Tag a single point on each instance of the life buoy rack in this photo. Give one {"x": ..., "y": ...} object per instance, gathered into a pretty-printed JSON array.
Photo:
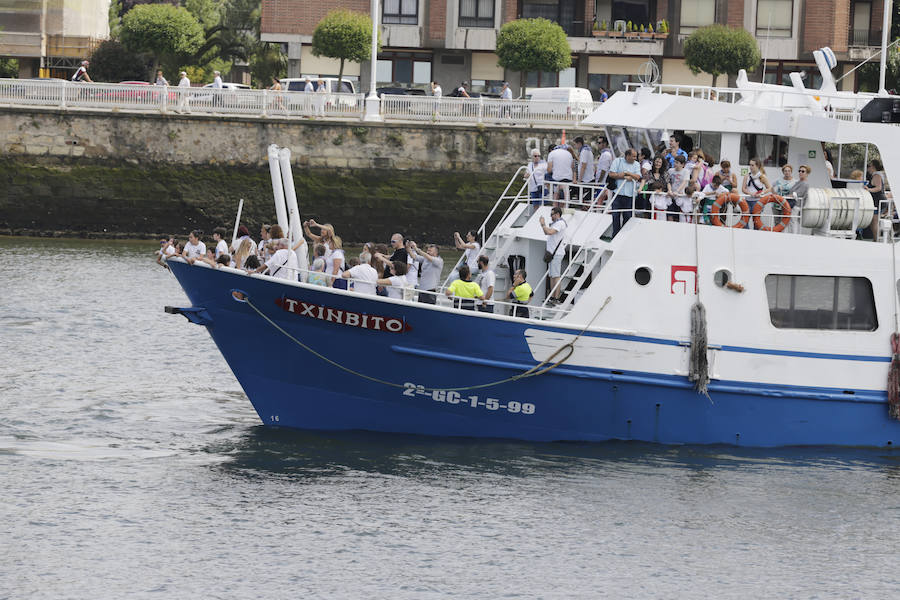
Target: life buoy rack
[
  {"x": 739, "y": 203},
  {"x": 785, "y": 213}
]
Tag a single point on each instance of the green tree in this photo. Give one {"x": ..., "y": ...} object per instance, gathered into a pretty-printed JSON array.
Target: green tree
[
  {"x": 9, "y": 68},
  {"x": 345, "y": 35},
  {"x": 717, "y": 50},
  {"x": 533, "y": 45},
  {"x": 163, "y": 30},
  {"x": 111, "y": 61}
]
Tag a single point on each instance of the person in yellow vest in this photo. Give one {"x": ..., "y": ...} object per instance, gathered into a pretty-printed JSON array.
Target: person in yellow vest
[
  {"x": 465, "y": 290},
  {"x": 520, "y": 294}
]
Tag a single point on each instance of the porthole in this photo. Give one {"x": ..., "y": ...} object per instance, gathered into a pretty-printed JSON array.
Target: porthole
━━━━━━━━━━━━━━━━
→ YOUR TASK:
Quote every row above verbatim, leaving out the pictures.

→ SOLUTION FOR THIS TASK:
Tag a single point on each instance of the life buoy rack in this photo. Give one {"x": ..., "y": ...} object per instance, gathered into a pretty-printed JSON array.
Photo:
Target: life buoy rack
[
  {"x": 739, "y": 203},
  {"x": 785, "y": 213}
]
Tag a single point on each instance of the green tree in this photo. Give one {"x": ..., "y": ...} object per instance, gathered into a pretty-printed JSON array.
Target: green tree
[
  {"x": 9, "y": 68},
  {"x": 345, "y": 35},
  {"x": 717, "y": 50},
  {"x": 533, "y": 45},
  {"x": 163, "y": 30},
  {"x": 111, "y": 61}
]
Tag a single point on each instance of the person in yellow vest in this photo. Give one {"x": ..., "y": ...} object per instance, gathered into a pretty-printed JSON array.
Target: person in yellow vest
[
  {"x": 465, "y": 290},
  {"x": 520, "y": 294}
]
Tag a single point on each instance of the porthole in this photo. Give one {"x": ..., "y": ...} object per instance, gathered into a pretty-printed JSON array.
Target: porthole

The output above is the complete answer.